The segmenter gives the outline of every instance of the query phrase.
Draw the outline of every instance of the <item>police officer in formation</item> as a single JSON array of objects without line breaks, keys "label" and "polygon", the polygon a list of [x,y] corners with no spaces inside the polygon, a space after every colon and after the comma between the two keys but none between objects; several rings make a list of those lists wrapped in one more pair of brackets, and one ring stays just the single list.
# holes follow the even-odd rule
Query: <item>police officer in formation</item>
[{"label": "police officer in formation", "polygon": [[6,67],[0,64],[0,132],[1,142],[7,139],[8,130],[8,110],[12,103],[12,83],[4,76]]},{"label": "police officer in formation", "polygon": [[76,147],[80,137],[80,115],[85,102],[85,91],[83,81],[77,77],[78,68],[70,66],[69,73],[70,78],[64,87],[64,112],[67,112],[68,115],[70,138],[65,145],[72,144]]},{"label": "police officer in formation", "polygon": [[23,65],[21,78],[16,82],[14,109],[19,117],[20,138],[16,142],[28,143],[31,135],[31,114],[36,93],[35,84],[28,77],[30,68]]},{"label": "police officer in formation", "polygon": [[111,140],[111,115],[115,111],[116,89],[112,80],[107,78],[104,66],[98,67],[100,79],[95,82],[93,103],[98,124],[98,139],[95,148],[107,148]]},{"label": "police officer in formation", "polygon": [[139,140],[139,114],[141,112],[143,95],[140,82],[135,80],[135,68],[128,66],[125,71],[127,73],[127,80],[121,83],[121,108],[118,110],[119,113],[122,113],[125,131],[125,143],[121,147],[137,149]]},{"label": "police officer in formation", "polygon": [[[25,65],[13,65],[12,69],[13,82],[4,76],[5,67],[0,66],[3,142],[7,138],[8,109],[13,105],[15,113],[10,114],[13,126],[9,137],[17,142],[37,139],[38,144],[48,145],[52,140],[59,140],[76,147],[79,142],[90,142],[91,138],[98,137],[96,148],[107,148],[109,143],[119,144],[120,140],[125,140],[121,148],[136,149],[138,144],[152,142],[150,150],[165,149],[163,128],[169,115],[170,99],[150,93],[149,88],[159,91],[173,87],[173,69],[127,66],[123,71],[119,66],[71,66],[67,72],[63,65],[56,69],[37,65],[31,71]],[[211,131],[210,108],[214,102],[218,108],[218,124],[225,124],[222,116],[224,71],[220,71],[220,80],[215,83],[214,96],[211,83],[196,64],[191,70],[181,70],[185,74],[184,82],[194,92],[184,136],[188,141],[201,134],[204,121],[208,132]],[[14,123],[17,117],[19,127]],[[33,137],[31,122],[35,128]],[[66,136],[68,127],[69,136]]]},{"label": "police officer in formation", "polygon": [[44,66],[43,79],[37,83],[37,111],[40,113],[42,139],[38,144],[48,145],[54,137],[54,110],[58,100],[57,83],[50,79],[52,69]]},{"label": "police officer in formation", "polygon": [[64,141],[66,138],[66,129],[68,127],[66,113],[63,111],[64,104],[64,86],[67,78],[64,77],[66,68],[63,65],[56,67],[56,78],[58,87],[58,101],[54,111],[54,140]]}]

§ GIVEN REQUEST: Reproduce only the lines from the start of the records through the line containing "Query: <item>police officer", switching "outline" to "contour" and leaving everything else unchanged.

§ TASK ANSWER:
The segmenter gives the contour of every instance of the query phrase.
Draw the contour of every instance of the <item>police officer in formation</item> as a single JSON array of objects without line breaks, keys "label" and "polygon", the polygon a list of [x,y] corners with no spaces inside the polygon, a space after every colon and after the comma between the two keys but none between objects; several rings make a list of those lists wrapped in one more pair of brackets, and one ring stays just the single list.
# holes follow the even-odd rule
Query: <item>police officer in formation</item>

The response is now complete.